◆ The task ◆
Count the lines in the material that contain the word "smile", and give only that number.

◆ Data provided ◆
###

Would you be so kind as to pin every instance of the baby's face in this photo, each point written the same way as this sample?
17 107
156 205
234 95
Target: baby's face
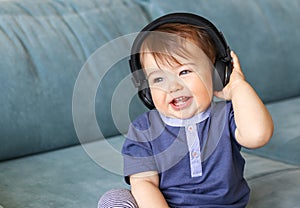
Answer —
184 90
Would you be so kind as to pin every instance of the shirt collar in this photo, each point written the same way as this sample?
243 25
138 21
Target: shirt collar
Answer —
177 122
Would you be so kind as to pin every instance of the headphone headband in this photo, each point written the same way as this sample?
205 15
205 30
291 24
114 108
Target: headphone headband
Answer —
223 59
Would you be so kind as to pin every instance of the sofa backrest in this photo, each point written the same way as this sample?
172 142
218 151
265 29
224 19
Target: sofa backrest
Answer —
46 43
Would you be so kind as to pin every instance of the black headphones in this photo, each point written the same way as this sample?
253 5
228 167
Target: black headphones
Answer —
223 58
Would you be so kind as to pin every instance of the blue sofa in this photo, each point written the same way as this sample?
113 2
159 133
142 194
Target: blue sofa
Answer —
65 107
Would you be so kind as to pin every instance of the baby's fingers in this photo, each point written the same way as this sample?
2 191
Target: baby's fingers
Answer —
235 61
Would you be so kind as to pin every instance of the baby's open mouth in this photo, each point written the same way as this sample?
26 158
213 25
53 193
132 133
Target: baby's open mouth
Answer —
180 100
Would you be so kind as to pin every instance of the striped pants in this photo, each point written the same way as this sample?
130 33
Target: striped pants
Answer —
117 198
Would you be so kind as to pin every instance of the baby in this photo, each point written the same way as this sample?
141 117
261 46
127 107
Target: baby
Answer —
186 151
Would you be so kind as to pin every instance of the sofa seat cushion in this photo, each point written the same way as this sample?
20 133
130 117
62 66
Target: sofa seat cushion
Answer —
285 143
71 178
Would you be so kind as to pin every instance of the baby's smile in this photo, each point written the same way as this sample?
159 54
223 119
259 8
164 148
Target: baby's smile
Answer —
181 102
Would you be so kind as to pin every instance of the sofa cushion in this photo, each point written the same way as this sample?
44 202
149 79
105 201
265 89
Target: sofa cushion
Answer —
73 177
44 44
264 34
285 144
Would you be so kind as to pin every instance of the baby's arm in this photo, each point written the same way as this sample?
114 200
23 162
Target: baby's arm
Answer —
254 122
145 189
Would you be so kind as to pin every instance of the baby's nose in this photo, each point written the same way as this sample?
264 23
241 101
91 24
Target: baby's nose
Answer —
174 84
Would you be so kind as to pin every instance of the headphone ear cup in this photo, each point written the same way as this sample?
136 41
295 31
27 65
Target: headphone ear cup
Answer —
219 75
145 96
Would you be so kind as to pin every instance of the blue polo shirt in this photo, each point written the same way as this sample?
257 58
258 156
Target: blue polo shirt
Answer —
198 159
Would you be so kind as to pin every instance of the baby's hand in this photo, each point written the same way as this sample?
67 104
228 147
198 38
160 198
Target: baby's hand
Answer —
236 78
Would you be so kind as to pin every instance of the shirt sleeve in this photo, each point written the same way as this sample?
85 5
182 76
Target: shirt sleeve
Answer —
137 152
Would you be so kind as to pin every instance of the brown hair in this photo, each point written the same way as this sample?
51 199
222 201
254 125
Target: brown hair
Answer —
170 38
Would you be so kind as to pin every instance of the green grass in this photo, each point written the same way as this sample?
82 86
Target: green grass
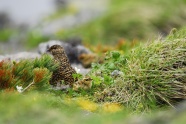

###

◆ Written reply ◆
2